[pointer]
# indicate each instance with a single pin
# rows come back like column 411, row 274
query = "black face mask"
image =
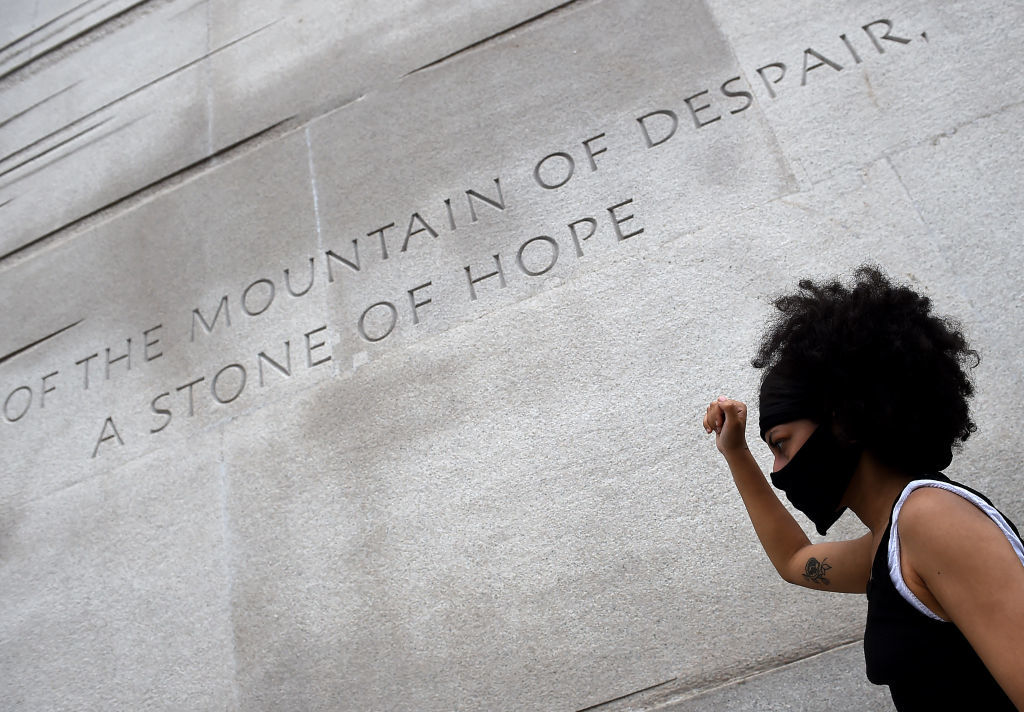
column 815, row 479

* * * *

Format the records above as CSV with two columns, headed request and answer. Give one row per record, with each value in double quotes, line breaks replaced by spaces, and the pictures left out.

**Exercise answer**
request,answer
"[pointer] # indicate each instance with a single pin # rows come back like column 411, row 274 query = ""black face mask"" image =","column 815, row 479"